● Records
^^^^

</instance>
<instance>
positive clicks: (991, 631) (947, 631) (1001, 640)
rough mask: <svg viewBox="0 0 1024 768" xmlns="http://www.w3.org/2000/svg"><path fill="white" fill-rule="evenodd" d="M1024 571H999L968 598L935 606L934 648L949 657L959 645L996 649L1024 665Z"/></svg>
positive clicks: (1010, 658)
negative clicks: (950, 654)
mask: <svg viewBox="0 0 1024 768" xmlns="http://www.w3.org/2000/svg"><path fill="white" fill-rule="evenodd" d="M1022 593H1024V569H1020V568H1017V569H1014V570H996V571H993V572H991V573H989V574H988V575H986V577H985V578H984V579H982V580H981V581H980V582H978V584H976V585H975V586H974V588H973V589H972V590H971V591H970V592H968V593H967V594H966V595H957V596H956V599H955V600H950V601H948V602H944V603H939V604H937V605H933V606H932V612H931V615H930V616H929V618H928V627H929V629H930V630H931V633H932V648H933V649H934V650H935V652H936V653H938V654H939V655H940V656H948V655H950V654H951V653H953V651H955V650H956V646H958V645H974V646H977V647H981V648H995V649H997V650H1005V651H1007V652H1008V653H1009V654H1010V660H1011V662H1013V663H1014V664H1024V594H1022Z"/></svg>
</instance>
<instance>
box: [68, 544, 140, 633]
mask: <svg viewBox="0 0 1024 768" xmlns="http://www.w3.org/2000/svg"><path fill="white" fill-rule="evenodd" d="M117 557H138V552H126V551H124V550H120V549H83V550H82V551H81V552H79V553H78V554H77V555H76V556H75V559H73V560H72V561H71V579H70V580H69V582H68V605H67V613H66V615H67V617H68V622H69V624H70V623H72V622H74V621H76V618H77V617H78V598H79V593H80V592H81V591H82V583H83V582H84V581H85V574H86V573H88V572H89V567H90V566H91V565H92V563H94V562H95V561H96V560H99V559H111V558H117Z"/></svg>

^^^^

● Required work
In the data above, find the line that contains "rough mask: <svg", then reproduce exactly every line from the first line through that line.

● Answer to the exercise
</instance>
<instance>
positive clicks: (991, 631) (947, 631) (1001, 640)
rough mask: <svg viewBox="0 0 1024 768" xmlns="http://www.w3.org/2000/svg"><path fill="white" fill-rule="evenodd" d="M1024 571H999L968 598L935 606L934 648L949 657L959 645L996 649L1024 665Z"/></svg>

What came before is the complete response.